* **GIVEN TASK**: Give the data below as a JSON list of strings, one string per line, from the first line through the line that contains "(233, 80), (239, 92)". Skip blank lines and leave out the pictures.

··· ENTRIES

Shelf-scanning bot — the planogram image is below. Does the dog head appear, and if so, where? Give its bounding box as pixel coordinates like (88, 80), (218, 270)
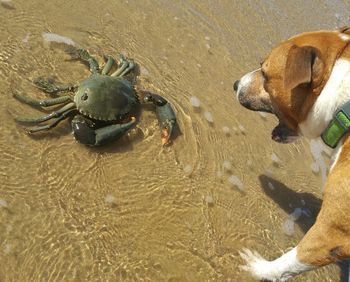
(234, 28), (350, 143)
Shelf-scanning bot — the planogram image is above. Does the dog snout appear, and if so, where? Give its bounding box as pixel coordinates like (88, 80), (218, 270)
(233, 80), (239, 92)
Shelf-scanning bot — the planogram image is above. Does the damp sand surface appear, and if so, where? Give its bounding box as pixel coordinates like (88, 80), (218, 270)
(0, 0), (350, 281)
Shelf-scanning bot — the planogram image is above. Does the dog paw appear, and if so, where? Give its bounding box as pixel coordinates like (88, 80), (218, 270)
(239, 248), (270, 279)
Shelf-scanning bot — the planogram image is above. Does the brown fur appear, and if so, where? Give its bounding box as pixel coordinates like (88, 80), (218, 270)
(240, 27), (350, 266)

······

* **RESULT**:
[
  "Shelf-scanning bot — the planogram image is below. Does the dog head appear, and if so, where? Give its bounding box as pixel coordinates like (88, 80), (218, 270)",
  "(234, 28), (350, 143)",
  "Shelf-scanning bot — the planogram image is above. Does the dog snout appear, and if so, where? Give its bounding box as pixel coordinates like (88, 80), (218, 270)",
  "(233, 80), (239, 92)"
]